EXERCISE REQUIREMENTS: Can you copy word for word the lines of the data below, starting with the line that holds "the truck grille" and ending with the line that holds "[(141, 263), (225, 214), (196, 232)]", both lines included?

INPUT MATERIAL:
· · ·
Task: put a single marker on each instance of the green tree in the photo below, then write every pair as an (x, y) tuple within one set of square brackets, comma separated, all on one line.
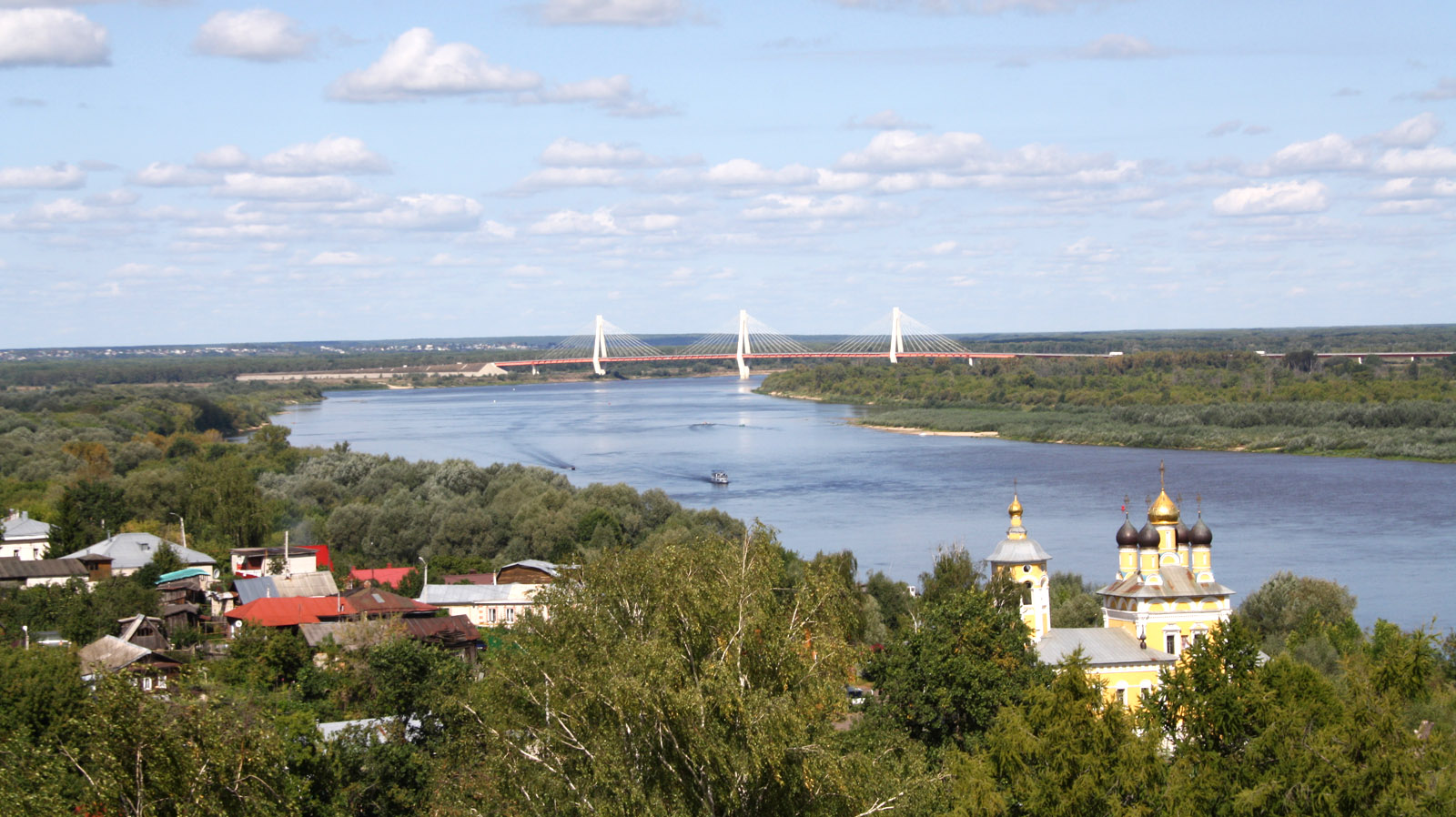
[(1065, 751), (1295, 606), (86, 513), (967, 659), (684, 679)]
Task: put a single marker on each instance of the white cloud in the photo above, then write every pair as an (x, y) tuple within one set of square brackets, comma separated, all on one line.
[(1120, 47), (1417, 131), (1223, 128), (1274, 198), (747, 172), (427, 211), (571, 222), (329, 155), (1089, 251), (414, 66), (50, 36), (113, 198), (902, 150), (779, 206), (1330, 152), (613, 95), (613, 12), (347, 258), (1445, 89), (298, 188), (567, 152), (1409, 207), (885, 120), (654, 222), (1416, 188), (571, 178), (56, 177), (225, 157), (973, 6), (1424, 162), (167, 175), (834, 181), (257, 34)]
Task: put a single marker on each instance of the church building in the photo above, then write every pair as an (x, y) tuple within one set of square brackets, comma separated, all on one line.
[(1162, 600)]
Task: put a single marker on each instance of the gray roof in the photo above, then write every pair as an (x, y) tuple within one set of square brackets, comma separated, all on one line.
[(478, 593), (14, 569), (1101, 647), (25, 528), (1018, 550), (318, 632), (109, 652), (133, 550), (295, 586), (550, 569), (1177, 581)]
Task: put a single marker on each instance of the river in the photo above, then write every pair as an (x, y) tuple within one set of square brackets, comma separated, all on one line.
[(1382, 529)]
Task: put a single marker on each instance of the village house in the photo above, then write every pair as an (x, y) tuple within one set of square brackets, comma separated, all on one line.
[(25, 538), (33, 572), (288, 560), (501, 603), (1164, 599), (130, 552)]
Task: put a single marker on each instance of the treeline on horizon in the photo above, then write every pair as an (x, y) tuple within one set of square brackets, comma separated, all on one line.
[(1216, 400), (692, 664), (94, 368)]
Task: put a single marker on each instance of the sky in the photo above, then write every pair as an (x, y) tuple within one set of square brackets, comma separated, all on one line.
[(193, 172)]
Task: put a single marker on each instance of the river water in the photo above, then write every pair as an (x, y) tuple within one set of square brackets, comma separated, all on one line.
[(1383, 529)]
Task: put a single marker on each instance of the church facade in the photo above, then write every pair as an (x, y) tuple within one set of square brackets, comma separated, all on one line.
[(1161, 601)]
· · ·
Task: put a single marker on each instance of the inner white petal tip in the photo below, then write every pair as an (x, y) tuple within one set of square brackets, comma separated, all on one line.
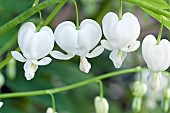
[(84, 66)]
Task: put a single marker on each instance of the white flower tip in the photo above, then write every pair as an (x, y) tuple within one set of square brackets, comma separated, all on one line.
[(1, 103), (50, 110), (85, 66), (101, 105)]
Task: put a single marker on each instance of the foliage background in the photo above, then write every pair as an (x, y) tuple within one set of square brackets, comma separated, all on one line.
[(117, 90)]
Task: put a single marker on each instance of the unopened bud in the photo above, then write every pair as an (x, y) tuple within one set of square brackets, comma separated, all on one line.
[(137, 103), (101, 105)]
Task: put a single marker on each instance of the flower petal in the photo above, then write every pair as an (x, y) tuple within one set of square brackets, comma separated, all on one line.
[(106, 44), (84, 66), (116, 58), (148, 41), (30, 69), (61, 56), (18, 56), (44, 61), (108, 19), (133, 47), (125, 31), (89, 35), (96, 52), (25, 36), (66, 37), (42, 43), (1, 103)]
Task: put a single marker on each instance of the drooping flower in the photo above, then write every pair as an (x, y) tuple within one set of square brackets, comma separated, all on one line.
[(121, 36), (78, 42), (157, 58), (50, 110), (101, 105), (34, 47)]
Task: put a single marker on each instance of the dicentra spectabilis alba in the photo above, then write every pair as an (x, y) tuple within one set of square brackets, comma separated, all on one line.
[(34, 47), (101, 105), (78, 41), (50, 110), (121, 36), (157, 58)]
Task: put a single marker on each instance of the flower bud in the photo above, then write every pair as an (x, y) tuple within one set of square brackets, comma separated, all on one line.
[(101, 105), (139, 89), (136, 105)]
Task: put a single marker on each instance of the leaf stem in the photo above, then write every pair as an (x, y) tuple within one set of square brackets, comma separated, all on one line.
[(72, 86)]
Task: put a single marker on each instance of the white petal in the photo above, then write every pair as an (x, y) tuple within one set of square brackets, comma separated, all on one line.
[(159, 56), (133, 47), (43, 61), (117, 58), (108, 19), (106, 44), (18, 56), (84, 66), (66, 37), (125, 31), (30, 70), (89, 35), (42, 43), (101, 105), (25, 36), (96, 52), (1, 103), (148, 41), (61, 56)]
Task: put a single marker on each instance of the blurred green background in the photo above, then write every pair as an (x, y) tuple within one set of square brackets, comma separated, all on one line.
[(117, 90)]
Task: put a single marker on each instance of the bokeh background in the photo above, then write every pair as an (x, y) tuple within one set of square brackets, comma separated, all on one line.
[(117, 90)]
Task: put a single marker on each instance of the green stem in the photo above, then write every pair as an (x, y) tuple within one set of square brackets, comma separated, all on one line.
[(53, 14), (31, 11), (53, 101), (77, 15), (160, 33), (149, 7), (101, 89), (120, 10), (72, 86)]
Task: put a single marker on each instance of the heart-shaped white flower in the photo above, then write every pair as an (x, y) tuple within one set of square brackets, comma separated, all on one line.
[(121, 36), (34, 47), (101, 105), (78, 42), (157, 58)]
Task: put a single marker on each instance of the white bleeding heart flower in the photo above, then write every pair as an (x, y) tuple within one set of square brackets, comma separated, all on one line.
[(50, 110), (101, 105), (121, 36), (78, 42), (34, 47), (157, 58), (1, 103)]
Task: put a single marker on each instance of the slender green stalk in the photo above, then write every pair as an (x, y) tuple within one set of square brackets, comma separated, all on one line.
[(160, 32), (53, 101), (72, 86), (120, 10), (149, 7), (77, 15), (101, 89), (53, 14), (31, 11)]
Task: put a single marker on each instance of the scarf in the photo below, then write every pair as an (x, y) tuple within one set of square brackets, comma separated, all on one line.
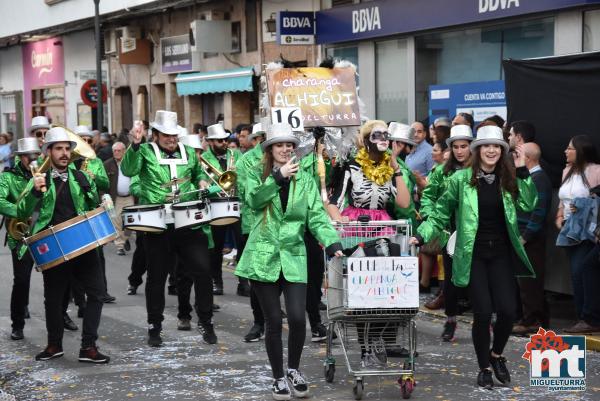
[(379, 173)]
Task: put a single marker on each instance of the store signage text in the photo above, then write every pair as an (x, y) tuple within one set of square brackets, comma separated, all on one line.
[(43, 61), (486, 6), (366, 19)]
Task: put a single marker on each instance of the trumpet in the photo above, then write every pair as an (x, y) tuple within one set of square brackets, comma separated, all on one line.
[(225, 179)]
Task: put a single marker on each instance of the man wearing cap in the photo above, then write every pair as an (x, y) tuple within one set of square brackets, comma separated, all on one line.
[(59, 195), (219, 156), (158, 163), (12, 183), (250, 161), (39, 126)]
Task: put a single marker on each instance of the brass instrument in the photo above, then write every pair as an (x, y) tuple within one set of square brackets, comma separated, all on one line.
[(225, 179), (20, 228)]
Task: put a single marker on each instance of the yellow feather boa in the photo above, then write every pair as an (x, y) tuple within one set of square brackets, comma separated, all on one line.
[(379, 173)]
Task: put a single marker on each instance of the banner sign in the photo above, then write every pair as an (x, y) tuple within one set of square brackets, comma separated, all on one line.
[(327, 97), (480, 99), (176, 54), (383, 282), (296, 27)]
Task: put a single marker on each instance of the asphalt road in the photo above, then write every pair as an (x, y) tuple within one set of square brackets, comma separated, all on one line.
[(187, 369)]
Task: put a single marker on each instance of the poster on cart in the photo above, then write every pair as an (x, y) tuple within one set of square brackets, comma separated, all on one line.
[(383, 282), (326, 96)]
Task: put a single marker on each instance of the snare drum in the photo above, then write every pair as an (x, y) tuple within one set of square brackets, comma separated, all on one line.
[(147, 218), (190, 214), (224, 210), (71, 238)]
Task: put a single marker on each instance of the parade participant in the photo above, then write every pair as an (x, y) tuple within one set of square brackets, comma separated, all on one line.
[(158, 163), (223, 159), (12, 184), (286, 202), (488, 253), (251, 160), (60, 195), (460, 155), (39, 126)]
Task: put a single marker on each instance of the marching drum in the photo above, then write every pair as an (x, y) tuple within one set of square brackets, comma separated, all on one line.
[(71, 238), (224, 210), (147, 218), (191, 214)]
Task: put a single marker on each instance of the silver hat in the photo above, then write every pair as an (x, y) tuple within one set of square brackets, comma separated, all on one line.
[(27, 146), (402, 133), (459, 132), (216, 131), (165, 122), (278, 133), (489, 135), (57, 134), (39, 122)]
· · ·
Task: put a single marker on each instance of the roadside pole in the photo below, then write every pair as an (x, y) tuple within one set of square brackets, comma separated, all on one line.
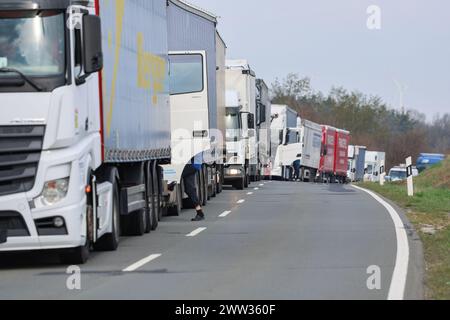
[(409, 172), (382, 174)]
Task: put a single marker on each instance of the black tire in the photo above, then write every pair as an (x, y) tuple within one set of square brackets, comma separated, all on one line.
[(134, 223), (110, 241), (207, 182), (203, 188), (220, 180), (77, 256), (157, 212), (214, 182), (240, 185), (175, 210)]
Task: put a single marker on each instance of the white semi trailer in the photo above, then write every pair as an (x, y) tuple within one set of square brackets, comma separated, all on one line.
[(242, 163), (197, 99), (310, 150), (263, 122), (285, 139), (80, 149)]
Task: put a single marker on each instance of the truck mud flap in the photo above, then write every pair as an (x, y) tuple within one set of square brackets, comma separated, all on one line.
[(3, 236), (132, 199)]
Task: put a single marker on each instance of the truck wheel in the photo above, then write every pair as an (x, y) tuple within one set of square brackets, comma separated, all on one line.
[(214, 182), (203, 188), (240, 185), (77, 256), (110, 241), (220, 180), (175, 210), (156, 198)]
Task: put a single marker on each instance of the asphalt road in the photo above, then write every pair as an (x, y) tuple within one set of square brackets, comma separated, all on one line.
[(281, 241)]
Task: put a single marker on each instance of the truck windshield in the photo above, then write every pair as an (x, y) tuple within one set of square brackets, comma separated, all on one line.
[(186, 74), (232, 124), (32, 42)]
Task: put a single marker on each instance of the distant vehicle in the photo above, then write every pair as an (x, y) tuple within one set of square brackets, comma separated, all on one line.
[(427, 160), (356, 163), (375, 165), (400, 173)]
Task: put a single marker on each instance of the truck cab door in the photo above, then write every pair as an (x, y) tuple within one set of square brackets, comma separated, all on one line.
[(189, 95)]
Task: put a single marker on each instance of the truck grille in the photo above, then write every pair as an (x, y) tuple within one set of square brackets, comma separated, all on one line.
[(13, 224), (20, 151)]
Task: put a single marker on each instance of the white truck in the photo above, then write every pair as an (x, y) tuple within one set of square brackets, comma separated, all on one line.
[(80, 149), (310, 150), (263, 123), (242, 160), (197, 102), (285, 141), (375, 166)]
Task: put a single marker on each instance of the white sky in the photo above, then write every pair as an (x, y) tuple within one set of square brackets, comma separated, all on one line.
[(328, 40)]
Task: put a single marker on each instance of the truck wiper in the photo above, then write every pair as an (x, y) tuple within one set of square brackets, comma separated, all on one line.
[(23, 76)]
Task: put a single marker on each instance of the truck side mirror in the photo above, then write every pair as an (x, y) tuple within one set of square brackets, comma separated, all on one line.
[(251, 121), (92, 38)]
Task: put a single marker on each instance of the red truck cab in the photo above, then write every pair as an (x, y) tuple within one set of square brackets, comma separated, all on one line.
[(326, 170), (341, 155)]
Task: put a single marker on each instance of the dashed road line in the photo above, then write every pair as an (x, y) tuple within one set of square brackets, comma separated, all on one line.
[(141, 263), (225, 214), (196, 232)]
· · ·
THE SOLUTION:
Task: put a single marker on each instance of the truck grille in the photo above, then write every pair as an (x, y) tuple within one set of square brackets, comma separated, all on one line.
[(13, 224), (20, 151)]
Task: put a single marker on each instance of the white truck in the photo above, then write every pair as an (x, y) tuple within one set of square brackets, comma separated, all on one line.
[(80, 149), (310, 150), (263, 123), (242, 160), (197, 102), (285, 141), (375, 166)]
Task: put a single marker on each instance of the white sky in the photo above, then write every pair as an (x, y) tuple within one set of square brackets, comma separated, all on one line.
[(328, 40)]
Task: put a single marker on each instance of the truck wiper in the photo above, then write every pair as an (x, y) tuple within one set of square brackets, comma separated, all on one line.
[(23, 76)]
Task: put a single marker on each instance of the truck side mirror in the photo above, then write every pair as an (x, y) tuple within one set of square brackets, comma separated, all on one line.
[(251, 121), (92, 38)]
Task: put a single marker on each instance of the red truck cab in the photo above, then write every pair as an (x, y) tuple within one set of square brackets, comma separated, all on one line.
[(326, 170), (341, 155)]
Task: put a single marker on each instance of the dashed road line in the photo above, then write every pair as an (x, y) tuple within one set of square brackets, comma separated, all on one line.
[(141, 263), (225, 214), (196, 232)]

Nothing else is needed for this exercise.